• _TASK BRIEF_:
State, as one number, how many lines in these records hold "tree".

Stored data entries
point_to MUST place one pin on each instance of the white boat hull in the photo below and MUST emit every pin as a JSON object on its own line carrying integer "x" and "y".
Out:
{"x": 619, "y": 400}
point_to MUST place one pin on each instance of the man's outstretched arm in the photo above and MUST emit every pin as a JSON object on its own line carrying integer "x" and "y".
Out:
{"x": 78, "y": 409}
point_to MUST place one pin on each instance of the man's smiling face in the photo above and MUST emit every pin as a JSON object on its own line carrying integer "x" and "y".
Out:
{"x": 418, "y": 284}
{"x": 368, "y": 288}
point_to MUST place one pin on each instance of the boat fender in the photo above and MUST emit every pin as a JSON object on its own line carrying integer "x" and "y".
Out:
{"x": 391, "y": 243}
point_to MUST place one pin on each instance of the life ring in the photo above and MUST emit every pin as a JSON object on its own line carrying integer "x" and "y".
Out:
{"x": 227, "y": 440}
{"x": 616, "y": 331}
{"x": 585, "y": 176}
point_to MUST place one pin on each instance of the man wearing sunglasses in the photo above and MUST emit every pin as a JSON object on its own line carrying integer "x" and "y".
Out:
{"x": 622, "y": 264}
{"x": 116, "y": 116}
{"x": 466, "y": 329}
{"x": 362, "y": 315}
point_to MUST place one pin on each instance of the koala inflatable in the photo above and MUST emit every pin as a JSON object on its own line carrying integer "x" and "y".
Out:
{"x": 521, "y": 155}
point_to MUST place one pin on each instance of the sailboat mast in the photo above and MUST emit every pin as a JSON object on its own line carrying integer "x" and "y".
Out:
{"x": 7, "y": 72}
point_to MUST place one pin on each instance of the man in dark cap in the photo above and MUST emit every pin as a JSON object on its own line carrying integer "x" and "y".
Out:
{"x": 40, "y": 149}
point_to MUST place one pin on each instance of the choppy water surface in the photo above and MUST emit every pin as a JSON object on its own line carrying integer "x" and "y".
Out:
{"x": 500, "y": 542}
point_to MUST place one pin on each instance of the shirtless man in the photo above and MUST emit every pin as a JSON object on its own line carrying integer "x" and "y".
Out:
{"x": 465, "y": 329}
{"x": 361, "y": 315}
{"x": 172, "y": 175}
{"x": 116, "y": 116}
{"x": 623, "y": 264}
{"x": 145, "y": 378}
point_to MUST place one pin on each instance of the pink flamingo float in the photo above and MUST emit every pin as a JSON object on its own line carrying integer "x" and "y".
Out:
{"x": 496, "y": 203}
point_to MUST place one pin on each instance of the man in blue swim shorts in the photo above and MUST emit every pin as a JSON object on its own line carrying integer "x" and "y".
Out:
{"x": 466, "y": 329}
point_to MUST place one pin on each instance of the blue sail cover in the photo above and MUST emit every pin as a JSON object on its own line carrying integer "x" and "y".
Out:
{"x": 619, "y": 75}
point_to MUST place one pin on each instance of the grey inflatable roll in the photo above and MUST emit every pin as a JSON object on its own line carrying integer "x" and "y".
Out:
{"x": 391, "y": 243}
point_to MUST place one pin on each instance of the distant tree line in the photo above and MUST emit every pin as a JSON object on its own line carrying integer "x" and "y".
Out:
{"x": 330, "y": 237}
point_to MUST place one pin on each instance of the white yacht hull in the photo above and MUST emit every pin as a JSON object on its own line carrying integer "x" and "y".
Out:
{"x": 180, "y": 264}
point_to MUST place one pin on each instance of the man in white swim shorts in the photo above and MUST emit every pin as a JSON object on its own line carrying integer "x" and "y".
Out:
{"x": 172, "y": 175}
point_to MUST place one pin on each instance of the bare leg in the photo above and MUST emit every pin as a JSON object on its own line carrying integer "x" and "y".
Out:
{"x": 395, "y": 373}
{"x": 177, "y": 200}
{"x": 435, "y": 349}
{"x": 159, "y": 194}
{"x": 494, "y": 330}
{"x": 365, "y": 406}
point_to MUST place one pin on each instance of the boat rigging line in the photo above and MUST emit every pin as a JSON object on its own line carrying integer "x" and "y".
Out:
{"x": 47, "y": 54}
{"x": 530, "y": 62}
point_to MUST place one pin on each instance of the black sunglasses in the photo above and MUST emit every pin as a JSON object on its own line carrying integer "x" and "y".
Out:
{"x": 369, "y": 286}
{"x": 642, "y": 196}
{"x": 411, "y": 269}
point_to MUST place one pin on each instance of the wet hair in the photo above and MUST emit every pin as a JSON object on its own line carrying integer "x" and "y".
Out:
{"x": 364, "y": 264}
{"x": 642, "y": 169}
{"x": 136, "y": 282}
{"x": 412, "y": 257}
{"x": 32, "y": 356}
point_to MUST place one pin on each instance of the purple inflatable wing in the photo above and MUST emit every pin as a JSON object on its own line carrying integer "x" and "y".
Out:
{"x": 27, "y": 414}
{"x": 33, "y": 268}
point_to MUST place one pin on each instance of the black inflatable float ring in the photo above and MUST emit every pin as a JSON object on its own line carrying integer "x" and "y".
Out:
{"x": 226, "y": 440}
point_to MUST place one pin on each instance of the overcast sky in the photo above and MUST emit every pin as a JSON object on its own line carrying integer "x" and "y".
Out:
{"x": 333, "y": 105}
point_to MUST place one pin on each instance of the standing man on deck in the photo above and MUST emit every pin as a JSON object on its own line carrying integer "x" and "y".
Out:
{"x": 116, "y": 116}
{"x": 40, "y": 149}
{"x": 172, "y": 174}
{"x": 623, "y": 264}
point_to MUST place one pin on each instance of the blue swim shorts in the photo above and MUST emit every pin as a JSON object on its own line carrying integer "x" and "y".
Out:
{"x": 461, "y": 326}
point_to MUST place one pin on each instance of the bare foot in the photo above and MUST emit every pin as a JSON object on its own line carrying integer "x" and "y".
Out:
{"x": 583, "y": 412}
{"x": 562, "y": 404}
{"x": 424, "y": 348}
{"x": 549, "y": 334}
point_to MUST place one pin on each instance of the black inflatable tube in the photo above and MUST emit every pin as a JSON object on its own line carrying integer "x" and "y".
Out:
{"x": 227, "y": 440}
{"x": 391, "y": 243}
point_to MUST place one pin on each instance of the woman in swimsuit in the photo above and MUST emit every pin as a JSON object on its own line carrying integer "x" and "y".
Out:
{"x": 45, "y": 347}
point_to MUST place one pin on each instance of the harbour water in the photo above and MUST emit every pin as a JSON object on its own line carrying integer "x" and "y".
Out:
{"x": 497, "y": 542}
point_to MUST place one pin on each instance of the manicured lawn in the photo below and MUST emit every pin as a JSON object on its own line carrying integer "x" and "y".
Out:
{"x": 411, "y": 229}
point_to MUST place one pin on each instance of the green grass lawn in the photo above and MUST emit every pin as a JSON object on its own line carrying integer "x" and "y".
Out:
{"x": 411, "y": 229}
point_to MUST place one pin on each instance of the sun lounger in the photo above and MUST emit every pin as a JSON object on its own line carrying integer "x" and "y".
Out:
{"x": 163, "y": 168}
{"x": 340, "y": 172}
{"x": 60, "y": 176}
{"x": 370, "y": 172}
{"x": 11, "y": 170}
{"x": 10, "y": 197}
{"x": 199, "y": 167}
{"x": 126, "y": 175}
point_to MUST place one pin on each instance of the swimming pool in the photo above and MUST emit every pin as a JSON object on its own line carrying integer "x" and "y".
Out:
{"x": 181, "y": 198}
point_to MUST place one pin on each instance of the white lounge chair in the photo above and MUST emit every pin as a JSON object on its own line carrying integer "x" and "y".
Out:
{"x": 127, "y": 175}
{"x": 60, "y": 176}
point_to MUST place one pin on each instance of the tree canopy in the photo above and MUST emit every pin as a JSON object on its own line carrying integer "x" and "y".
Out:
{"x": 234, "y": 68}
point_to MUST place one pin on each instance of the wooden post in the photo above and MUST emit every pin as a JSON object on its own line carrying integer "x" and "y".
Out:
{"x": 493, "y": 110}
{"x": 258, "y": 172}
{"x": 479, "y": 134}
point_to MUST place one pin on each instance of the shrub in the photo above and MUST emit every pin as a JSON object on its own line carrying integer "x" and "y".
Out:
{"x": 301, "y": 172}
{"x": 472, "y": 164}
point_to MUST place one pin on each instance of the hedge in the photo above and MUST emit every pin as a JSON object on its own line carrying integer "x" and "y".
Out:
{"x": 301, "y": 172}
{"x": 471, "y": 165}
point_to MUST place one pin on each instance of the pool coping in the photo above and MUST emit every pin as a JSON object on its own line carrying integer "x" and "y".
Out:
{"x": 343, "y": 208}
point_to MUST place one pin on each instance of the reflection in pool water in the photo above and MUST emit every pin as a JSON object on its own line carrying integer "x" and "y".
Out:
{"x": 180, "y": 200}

• _TASK SOLUTION_:
2